*Excerpt provided*:
*** Block opens ***

The Red Sea forms a physical and geopolitical choke point on much of the world’s trade. At its northern end the Suez Canal constricts the flow of ships, and at the southern end the Bab el-Mandeb Strait does. Millions of barrels of oil and other critically important goods transit the Red Sea every year, much of it destined for North America and Europe.
It is also a long-standing potential flashpoint. Innocent shipping is exposed to terrorist attacks, covert military action by state actors and the lingering threat of piracy. And watching every vessel that passes is an Iranian ship.
Officially Saviz is a merchant ship, but it is most likely a covert Islamic Revolutionary Guard Corps (IRGC) forward base. Several open-source reports over the last several years and officials with Saudi Arabia have accused the ship of being operated by the IRGC.

*** Block closes ***

*Exercise data*:

*** Block opens ***

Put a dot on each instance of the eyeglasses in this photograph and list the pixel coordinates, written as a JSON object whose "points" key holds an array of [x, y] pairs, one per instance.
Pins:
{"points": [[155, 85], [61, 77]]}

*** Block closes ***

*What this exercise asks*:
1 – Copy out the Red Sea passage from "The Red Sea forms" down to "an Iranian ship.", without changing a word.
2 – In the Red Sea passage, what constricts the flow of ships at the southern end of the Red Sea?

*Results for each task*:
1 –
The Red Sea forms a physical and geopolitical choke point on much of the world’s trade. At its northern end the Suez Canal constricts the flow of ships, and at the southern end the Bab el-Mandeb Strait does. Millions of barrels of oil and other critically important goods transit the Red Sea every year, much of it destined for North America and Europe.
It is also a long-standing potential flashpoint. Innocent shipping is exposed to terrorist attacks, covert military action by state actors and the lingering threat of piracy. And watching every vessel that passes is an Iranian ship.

2 – The Bab el-Mandeb Strait.